=== TEXT EXTRACT ===
They are not sure about the OEM xenon wiring plugs, so it is likely to be more work than just "plug & play". Which in my book is not "plug & play".
We just need some brave chap to give it a go and do a write up [smiley=book2.gif]


----------



## firediamonduk (Dec 24, 2013)

I bought a H1 upgrade kit from them and it was plug and play but i guess that just plugs into standard H1 connections, whereas you will have to plug the new ballast into the old ballast plug.

I should imagine it will be easy enough to fit and if someone orders one, it should be pretty obvious how much of a pain its going to be just by looking at it so should be able to return if no good.

I have not a bad word to say about them with my couple of dealings with them. I used Live Chat to talk to them about something which worked well rather than email as much quicker...


----------



## Takahashi (Oct 30, 2016)

Darryl_1983 said:


> The lights at present are probably the worst i've ever had. I'm coming from a clio 182 which has Xenon and was only 2 years younger. But the 200 mile drive home from collecting the car had me questioning whether the lights were even on at all. I ended up having to stop and double check


This

Admitidly, mine were out of balance, but once I raised them, I was really dissapointed, as my 172 clio had amazing lights, and the HID kits ive stuck on my bikes have always been ace


----------



## Darryl_1983 (Dec 6, 2016)

I got the same response from HIDS4U, which i was pretty disappointed with to be honest. Especially since there website directs me towards that kit for my car and it's advertised as being plug and play. Plus it's double the price compared to some other on eBay.

I found this link through a quick search on google though, that might help (i've not read through it yet, and never attempted something like this before):

http://www.audiforums.com/forum/audi-tt ... st-124571/


----------



## Darryl_1983 (Dec 6, 2016)

Finally got this issue sorted last week. Glad i didn't waste my money on the 55W conversion kit.

Problem was that the cheapo chinese non branded bulbs had burnt out the reflective coating on the inside of the projectors. So even though i'd installed the Osram Nightbreakers and everything was working correctly, the bulbs were actually quite bright, the issue was the light wasn't being reflected forwards.

Few pictures of the inside of the projectors:






The inside face should be a mirrored chrome to reflect the light, you can see this is completely burnt out.

I got in touch with T8ups (EM Tuning Lighting) on the audi-sport forum, who advised this was probably the issue, and sourced me some replacement projectors from a RS4, also had a clear lens upgrade fitted to give an extra 30% light.

Basically i've gone from the worst headlights i've ever had (dangerously bad in fact), to the best headlights by some distance. The RS4 projectors are also Bi-Xenon, so are wired up to the high beam. Couldn't be happier with this setup to be honest.

I'll update the thread or create another thread with more detail and before and after night time shots showing the improvement from inside the car, once i've managed to get a decent after shot.


----------



## jhoneyman (Aug 8, 2012)

Darryl_1983 said:


> Finally got this issue sorted last week. Glad i didn't waste my money on the 55W conversion kit.
> 
> Problem was that the cheapo chinese non branded bulbs had burnt out the reflective coating on the inside of the projectors. So even though i'd installed the Osram Nightbreakers and everything was working correctly, the bulbs were actually quite bright, the issue was the light wasn't being reflected forwards.
===
## PROBLEMS AND TASKS
A – Check each statement against the headlight thread. For each, answer yes or no and quote the exact words from the thread that settle it.
(i) Cheap non-branded bulbs burnt out the reflective coating inside the projectors.
(ii) Darryl_1983 bought the 55W conversion kit.
(iii) The RS4 projectors are wired up to the high beam.
B – Lay out the lines of the listing as a JSON list of strings, one per line and leaving out blank lines. Start at the line with "Target = high-rise building" and continue through the end of the listing.
The headlight thread and the listing are unrelated to each other.
=== SUPPLIED DATA ===
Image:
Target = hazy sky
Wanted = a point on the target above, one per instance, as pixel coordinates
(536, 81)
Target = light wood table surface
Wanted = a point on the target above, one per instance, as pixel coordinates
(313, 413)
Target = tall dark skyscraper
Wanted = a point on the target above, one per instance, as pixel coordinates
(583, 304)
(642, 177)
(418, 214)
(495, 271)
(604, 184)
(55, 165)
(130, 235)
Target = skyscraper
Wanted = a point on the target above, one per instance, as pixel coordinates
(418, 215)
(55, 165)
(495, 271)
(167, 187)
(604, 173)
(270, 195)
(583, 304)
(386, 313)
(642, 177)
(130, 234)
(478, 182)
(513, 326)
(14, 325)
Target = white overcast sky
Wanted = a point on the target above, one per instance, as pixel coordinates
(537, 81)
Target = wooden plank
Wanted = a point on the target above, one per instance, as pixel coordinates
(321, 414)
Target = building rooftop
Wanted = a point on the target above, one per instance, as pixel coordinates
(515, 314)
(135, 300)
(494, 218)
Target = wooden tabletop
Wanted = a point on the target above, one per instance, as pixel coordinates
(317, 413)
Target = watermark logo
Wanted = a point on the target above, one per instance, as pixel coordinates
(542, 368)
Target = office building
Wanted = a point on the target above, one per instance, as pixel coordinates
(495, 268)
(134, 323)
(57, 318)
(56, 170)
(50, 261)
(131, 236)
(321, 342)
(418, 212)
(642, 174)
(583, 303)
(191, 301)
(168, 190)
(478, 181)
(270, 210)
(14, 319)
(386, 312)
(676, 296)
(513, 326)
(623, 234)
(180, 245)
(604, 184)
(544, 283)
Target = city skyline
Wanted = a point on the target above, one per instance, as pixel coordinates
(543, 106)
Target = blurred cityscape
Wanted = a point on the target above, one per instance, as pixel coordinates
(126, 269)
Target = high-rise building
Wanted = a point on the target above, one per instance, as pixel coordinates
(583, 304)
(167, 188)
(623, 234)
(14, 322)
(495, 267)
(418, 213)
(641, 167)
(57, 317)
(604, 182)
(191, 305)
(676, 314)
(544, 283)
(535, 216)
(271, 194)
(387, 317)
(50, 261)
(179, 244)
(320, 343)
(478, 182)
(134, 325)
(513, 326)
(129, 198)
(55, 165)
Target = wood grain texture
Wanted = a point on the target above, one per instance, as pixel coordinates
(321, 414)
===
## SOLUTIONS TO THE EXERCISE
A –
(i) Yes: "the cheapo chinese non branded bulbs had burnt out the reflective coating on the inside of the projectors"
(ii) No: "Glad i didn't waste my money on the 55W conversion kit."
(iii) Yes: "The RS4 projectors are also Bi-Xenon, so are wired up to the high beam."

B –
[
  "Target = high-rise building",
  "Wanted = a point on the target above, one per instance, as pixel coordinates",
  "(583, 304)",
  "(167, 188)",
  "(623, 234)",
  "(14, 322)",
  "(495, 267)",
  "(418, 213)",
  "(641, 167)",
  "(57, 317)",
  "(604, 182)",
  "(191, 305)",
  "(676, 314)",
  "(544, 283)",
  "(535, 216)",
  "(271, 194)",
  "(387, 317)",
  "(50, 261)",
  "(179, 244)",
  "(320, 343)",
  "(478, 182)",
  "(134, 325)",
  "(513, 326)",
  "(129, 198)",
  "(55, 165)",
  "Target = wood grain texture",
  "Wanted = a point on the target above, one per instance, as pixel coordinates",
  "(321, 414)"
]